• Brano del documento
_ _ _ _
La riconfigurazione dello spazio realizzata da Michael Akstaller, Nicole L’Huillier, Robert
Lippok e Jan St Werner con le loro opere toglie potere al Padiglione Germania, anche
grazie alla distanza. Cosa vuol dire dentro e cosa vuol dire fuori? Viste dalla soglia, queste
categorie si confondono. Sulla Certosa siamo costretti a cambiare i nostri strumenti di
percezione, a metterci in movimento. A ogni passo i nessi assumono un significato diverso,
il corpo diventa una cassa di risonanza, una soglia tra diversi stati. Ciò che ci aspettiamo
vedendo una rovina, una palude, un pezzo di bunker o una foresta sulla riva della laguna è
controbilanciato, rafforzato, disturbato e ampliato dalle opere, che interagiscono tra loro e
con il paesaggio in modi estremamente diversi.
Possiamo superare la violenza della demarcazione dei confini politici solo con un approccio
artistico transdisciplinare e multilingue. Attraversando le proposte artistiche e
sperimentando la loro sovrapposizione, la soglia può essere vissuta come uno spazio in
movimento.
Nel romanzo Zeitzuflucht, Georgi Gospodinov, il cronista che ha accompagnato i lavori di
questo contributo alla Biennale, racconta la tentazione di tornare al passato, di
abbandonarsi alla nostalgia e ignorare i momenti catastrofici della storia per sfuggire alla
pressione di dover affrontare il presente. Il libro fa riferimento al tentativo di congelare il
tempo e di vivere in una capsula temporale. Per Georgi Gospodinov il passato è un mostro
che ci aspetta al varco. La nostra volontà è quella di contrastare la nostalgia acritica e la
tendenza a guardare indietro raccontata nel romanzo. Thresholds riguarda i momenti
condivisi del presente, che non può essere considerato un concetto autonomo.
Riteniamo che l’architettura del padiglione sia una menzogna, una pericolosa favola di
apparente armonia. Con Thresholds ci avviciniamo all’armonia attraverso l’asincronia e
l’ambivalenza temporale. Non possiamo controllare il presente, ma possiamo creare spazi
percettivi temporaneamente diversi, che mettono in crisi le certezze su cui poggia la nostra
autoconsapevolezza del presente.
_ _ _ _
• Righe di identificazione della posizione
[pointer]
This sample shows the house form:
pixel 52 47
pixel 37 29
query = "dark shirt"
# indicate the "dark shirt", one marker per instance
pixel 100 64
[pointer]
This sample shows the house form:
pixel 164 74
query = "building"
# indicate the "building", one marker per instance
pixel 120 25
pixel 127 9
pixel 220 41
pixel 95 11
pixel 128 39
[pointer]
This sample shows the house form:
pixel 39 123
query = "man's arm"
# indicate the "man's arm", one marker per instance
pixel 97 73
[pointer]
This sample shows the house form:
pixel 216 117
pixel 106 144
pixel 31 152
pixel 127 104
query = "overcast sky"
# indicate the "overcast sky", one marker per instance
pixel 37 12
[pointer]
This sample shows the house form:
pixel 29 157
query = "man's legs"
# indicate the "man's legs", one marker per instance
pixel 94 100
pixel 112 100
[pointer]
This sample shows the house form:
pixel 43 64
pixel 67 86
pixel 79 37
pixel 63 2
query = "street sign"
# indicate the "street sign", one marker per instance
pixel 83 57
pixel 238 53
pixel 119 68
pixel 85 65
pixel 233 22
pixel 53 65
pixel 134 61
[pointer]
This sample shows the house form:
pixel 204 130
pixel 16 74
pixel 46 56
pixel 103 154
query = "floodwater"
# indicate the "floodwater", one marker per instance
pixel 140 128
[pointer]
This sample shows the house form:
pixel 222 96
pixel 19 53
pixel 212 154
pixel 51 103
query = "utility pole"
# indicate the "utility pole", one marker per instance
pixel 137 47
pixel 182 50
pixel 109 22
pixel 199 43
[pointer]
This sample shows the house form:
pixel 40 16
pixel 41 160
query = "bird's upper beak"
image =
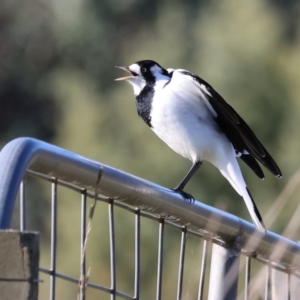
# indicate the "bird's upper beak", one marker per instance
pixel 126 77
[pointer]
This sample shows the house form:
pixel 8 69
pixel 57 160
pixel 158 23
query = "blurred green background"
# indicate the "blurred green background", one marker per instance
pixel 57 84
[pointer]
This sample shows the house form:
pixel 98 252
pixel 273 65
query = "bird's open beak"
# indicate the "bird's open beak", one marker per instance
pixel 126 77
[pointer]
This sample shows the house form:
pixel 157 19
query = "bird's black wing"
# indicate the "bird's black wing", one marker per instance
pixel 238 132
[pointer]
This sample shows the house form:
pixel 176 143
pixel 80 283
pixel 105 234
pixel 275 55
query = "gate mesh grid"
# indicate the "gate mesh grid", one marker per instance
pixel 261 280
pixel 193 268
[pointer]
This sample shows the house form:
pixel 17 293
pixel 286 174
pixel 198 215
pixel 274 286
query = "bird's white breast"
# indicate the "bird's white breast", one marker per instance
pixel 181 117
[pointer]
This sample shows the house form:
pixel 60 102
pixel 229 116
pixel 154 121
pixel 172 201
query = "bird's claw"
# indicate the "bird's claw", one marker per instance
pixel 188 197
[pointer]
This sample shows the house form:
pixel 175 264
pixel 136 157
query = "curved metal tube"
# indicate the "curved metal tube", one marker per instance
pixel 27 153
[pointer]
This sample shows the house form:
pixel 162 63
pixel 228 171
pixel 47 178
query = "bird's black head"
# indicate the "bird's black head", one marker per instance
pixel 144 72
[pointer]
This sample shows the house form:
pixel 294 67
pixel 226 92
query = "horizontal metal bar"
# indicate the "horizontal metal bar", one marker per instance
pixel 89 284
pixel 28 153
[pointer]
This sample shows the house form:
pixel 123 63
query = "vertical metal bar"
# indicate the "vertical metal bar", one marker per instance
pixel 268 283
pixel 223 274
pixel 181 262
pixel 247 277
pixel 160 258
pixel 137 243
pixel 23 204
pixel 82 247
pixel 53 238
pixel 112 250
pixel 288 286
pixel 202 270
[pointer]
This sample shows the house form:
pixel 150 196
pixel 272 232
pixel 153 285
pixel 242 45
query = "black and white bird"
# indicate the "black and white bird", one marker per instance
pixel 196 122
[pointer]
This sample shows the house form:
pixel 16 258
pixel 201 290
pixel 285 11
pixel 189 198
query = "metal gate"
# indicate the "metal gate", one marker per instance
pixel 228 246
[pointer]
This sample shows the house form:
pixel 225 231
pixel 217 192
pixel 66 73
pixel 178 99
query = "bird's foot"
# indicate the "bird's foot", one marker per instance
pixel 188 197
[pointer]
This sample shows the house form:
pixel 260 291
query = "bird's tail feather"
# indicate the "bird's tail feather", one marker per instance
pixel 233 174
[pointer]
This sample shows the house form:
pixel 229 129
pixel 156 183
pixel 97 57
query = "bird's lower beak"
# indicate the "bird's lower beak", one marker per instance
pixel 126 77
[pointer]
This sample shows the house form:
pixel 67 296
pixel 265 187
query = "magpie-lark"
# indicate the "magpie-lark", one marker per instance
pixel 196 122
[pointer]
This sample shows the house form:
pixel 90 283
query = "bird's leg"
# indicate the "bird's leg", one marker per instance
pixel 179 188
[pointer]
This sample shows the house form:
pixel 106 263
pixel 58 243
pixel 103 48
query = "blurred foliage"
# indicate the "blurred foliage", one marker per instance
pixel 56 83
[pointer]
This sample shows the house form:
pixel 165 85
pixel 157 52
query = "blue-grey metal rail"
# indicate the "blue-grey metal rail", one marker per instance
pixel 225 229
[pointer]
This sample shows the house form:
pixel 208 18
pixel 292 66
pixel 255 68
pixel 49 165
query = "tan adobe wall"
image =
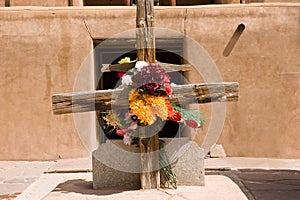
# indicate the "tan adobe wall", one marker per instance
pixel 42 50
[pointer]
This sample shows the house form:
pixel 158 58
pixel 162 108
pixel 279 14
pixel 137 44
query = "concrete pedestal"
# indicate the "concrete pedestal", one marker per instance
pixel 115 164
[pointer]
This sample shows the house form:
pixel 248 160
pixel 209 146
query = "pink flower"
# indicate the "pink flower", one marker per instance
pixel 133 126
pixel 151 78
pixel 175 116
pixel 192 123
pixel 121 74
pixel 168 89
pixel 122 131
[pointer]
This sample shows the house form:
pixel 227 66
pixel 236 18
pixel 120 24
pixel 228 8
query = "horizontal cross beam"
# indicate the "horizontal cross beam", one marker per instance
pixel 118 98
pixel 127 66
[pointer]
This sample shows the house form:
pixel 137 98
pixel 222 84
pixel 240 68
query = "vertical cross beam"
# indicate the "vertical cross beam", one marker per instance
pixel 149 145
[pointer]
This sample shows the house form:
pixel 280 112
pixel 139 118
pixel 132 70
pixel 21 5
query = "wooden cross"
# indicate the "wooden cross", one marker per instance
pixel 102 99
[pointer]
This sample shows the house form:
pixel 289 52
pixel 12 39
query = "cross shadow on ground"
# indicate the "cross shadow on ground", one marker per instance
pixel 86 187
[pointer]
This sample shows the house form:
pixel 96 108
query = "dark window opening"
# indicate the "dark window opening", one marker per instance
pixel 167 51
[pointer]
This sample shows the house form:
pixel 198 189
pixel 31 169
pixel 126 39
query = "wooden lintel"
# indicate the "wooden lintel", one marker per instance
pixel 127 66
pixel 113 99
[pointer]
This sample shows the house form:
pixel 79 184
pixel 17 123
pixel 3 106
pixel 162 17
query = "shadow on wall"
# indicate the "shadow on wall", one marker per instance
pixel 86 187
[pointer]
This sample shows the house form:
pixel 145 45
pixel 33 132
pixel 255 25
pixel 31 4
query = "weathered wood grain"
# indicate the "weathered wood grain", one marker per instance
pixel 118 98
pixel 127 66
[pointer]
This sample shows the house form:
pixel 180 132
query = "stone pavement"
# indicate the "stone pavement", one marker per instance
pixel 71 179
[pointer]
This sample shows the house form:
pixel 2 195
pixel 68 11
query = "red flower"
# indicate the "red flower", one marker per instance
pixel 192 123
pixel 121 74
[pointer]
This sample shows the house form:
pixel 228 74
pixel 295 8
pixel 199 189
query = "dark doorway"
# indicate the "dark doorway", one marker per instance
pixel 111 51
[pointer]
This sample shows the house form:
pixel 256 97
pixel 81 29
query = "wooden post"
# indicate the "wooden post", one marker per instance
pixel 149 146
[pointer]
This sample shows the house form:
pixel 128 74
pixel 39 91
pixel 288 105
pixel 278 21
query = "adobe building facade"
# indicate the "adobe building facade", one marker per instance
pixel 43 48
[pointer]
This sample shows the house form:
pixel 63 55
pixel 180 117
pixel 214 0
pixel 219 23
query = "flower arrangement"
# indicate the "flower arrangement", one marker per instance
pixel 149 89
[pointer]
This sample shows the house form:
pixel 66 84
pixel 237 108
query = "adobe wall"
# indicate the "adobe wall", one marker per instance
pixel 42 51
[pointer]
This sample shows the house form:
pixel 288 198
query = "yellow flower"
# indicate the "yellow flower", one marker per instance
pixel 146 107
pixel 124 60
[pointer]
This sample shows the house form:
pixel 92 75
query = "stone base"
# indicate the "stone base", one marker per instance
pixel 117 165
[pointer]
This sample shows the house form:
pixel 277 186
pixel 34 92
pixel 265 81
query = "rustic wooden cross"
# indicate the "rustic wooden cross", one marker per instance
pixel 103 99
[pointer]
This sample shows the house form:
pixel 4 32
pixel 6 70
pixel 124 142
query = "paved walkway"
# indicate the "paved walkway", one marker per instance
pixel 71 179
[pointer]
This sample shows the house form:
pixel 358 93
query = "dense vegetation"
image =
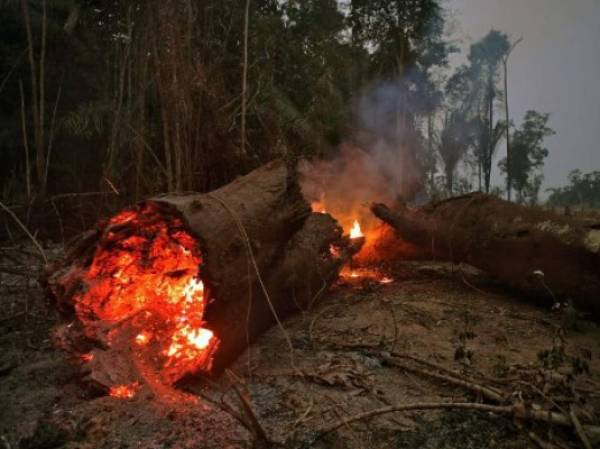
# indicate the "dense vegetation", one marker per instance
pixel 164 95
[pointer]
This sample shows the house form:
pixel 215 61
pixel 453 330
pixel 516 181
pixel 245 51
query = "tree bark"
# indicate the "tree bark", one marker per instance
pixel 513 243
pixel 257 231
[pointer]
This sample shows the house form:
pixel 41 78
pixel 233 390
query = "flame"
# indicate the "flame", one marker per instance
pixel 143 338
pixel 144 286
pixel 124 391
pixel 355 232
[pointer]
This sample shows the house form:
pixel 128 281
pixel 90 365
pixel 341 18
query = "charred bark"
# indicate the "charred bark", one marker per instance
pixel 537 252
pixel 257 235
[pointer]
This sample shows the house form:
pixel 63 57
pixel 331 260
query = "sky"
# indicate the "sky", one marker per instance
pixel 555 69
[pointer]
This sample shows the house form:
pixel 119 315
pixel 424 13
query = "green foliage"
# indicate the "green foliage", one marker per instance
pixel 473 90
pixel 583 191
pixel 528 154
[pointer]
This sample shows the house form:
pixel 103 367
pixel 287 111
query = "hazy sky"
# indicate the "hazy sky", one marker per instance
pixel 555 69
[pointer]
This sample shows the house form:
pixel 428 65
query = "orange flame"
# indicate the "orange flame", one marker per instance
pixel 145 278
pixel 124 391
pixel 356 232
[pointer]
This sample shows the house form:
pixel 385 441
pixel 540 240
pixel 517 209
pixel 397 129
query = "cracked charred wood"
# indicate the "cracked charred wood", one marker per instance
pixel 544 255
pixel 255 235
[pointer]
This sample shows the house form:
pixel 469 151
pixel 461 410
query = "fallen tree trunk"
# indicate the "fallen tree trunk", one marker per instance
pixel 535 251
pixel 255 245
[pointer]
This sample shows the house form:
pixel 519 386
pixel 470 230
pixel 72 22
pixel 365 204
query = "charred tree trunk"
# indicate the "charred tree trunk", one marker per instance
pixel 537 252
pixel 255 235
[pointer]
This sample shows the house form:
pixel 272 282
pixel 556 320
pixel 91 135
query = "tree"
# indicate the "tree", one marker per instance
pixel 456 137
pixel 477 85
pixel 528 154
pixel 583 190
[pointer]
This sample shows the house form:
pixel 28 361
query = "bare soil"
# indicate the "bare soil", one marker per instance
pixel 455 318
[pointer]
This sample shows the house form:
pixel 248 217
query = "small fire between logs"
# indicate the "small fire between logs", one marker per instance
pixel 145 295
pixel 350 271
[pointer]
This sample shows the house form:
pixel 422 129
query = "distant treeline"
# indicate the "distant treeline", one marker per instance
pixel 583 191
pixel 139 97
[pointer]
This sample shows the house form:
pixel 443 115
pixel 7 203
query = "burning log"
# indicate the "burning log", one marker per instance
pixel 182 284
pixel 535 251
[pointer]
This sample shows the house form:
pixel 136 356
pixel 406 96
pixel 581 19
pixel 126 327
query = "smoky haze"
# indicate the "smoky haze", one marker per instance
pixel 378 163
pixel 555 69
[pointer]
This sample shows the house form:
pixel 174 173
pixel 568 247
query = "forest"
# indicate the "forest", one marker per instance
pixel 138 98
pixel 285 224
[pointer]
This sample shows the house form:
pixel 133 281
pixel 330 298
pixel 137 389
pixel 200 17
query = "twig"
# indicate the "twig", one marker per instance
pixel 579 429
pixel 24 228
pixel 536 439
pixel 416 406
pixel 255 426
pixel 317 316
pixel 486 392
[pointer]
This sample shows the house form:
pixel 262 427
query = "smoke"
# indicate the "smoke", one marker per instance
pixel 378 163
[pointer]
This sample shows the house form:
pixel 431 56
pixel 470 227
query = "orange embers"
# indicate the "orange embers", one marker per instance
pixel 143 288
pixel 356 232
pixel 125 391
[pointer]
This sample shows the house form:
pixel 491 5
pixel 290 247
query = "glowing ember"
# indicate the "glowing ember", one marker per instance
pixel 144 288
pixel 355 232
pixel 143 338
pixel 125 391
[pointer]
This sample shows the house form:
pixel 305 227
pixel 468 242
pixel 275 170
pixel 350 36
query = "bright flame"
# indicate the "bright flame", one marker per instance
pixel 144 285
pixel 124 391
pixel 143 338
pixel 355 232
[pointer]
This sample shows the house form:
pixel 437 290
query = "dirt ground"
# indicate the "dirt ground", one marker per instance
pixel 364 346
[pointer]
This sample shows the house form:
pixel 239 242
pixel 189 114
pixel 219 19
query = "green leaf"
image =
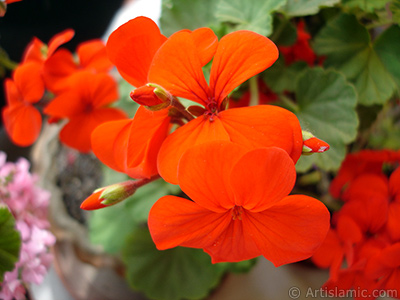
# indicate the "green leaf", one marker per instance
pixel 365 5
pixel 395 9
pixel 348 48
pixel 282 78
pixel 183 14
pixel 173 274
pixel 255 15
pixel 297 8
pixel 10 242
pixel 326 107
pixel 110 226
pixel 387 46
pixel 285 33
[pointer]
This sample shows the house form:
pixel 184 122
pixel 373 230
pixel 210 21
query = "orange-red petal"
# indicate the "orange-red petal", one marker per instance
pixel 206 43
pixel 13 95
pixel 203 174
pixel 23 123
pixel 131 48
pixel 28 79
pixel 59 39
pixel 195 132
pixel 77 132
pixel 264 126
pixel 65 105
pixel 56 70
pixel 93 56
pixel 175 221
pixel 177 67
pixel 233 245
pixel 240 55
pixel 34 51
pixel 290 231
pixel 148 131
pixel 109 143
pixel 262 177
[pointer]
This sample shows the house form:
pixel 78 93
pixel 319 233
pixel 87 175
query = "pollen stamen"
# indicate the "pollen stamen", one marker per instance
pixel 237 212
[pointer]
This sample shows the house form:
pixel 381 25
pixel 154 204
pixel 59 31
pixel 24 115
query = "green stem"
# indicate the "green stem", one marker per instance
pixel 253 85
pixel 6 62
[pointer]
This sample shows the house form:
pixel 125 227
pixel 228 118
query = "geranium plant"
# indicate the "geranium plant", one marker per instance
pixel 240 140
pixel 25 247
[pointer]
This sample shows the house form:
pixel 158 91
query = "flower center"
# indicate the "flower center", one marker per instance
pixel 211 110
pixel 237 212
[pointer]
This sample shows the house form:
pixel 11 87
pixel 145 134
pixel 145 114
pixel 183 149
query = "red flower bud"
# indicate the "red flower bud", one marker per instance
pixel 152 96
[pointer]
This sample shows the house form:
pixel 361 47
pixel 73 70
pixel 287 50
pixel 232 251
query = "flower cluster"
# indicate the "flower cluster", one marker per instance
pixel 363 245
pixel 55 82
pixel 28 203
pixel 237 165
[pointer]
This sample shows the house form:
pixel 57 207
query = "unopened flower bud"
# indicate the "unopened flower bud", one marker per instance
pixel 109 195
pixel 152 96
pixel 311 144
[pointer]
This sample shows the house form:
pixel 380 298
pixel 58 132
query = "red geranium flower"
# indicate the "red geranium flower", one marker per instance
pixel 177 67
pixel 22 120
pixel 131 146
pixel 39 52
pixel 58 69
pixel 240 207
pixel 355 164
pixel 85 104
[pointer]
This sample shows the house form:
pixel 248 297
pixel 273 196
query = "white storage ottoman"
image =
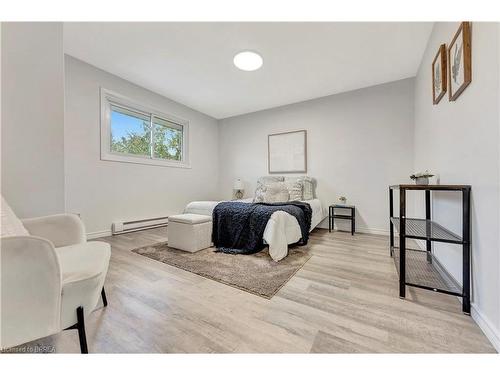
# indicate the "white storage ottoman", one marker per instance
pixel 189 232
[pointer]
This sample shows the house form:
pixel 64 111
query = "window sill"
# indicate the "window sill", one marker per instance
pixel 145 161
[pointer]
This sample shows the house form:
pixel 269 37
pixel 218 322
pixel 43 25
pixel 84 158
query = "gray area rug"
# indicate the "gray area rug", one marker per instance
pixel 256 273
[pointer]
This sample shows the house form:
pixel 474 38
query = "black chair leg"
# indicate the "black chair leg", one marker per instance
pixel 103 296
pixel 81 330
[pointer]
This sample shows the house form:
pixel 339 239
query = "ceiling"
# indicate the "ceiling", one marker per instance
pixel 192 63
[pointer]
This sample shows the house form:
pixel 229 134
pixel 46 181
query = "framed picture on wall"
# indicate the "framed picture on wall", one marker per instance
pixel 460 61
pixel 287 152
pixel 439 74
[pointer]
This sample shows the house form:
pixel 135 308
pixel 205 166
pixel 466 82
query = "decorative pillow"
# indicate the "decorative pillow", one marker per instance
pixel 295 187
pixel 308 188
pixel 262 183
pixel 10 224
pixel 276 192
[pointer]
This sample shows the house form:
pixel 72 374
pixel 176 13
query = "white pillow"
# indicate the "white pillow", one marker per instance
pixel 10 225
pixel 276 192
pixel 295 187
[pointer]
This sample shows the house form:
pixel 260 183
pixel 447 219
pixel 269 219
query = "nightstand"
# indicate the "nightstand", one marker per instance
pixel 332 216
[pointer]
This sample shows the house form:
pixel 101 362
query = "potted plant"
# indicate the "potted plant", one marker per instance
pixel 422 178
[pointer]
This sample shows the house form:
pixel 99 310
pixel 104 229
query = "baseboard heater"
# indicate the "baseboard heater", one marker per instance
pixel 120 227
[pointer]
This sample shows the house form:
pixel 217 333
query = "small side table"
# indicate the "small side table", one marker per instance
pixel 333 216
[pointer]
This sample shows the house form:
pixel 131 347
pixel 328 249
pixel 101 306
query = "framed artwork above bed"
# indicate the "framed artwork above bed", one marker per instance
pixel 287 152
_ _ _ _
• Cose da fare
a. Riscrivi per favore la parte del brano sul Padiglione Germania che comincia con "Riteniamo che l’architettura" e prosegue fino a "autoconsapevolezza del presente.", sostituendo "menzogna" con "finzione".
b. Che ruolo ha avuto Georgi Gospodinov in questo contributo alla Biennale, secondo il brano sul Padiglione Germania?
Le righe qui non hanno alcun ruolo.

• Soluzioni dei problemi
a.
Riteniamo che l’architettura del padiglione sia una finzione, una pericolosa favola di
apparente armonia. Con Thresholds ci avviciniamo all’armonia attraverso l’asincronia e
l’ambivalenza temporale. Non possiamo controllare il presente, ma possiamo creare spazi
percettivi temporaneamente diversi, che mettono in crisi le certezze su cui poggia la nostra
autoconsapevolezza del presente.

b. È il cronista che ha accompagnato i lavori di questo contributo alla Biennale.